**Goal:**
Find each line in the records below that contains the word "imprint" and copy those lines.

**Pointing records:**
________
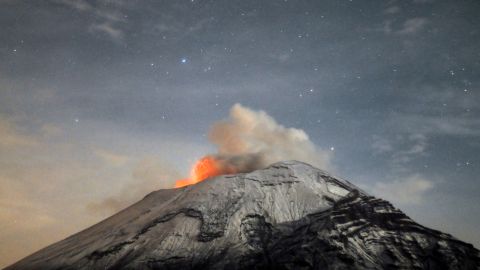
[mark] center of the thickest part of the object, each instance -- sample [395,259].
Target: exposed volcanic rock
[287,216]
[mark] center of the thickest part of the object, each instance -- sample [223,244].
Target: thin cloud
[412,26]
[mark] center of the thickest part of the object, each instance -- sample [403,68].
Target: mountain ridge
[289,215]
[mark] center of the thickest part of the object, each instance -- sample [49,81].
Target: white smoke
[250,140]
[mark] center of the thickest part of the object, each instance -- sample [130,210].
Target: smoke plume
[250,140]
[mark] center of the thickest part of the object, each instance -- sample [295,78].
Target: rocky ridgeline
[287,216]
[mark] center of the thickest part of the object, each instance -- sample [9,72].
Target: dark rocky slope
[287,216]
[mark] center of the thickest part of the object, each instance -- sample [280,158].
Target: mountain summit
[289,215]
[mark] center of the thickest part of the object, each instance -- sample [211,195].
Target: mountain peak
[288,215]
________
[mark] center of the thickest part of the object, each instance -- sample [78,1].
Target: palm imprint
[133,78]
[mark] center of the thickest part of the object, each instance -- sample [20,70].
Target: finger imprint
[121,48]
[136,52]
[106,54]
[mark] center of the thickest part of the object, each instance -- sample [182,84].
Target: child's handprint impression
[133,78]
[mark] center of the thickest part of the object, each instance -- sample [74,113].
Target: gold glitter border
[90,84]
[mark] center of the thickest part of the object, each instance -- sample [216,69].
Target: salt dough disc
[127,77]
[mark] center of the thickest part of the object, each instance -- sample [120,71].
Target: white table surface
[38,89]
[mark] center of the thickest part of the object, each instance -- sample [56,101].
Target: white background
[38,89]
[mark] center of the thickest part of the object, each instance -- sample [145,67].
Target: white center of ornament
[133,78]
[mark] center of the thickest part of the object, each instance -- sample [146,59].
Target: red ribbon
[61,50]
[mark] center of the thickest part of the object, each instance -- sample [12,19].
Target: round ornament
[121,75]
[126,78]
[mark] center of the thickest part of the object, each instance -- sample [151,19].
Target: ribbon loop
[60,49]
________
**Response for this exercise:**
Target: palm imprint
Target: finger imprint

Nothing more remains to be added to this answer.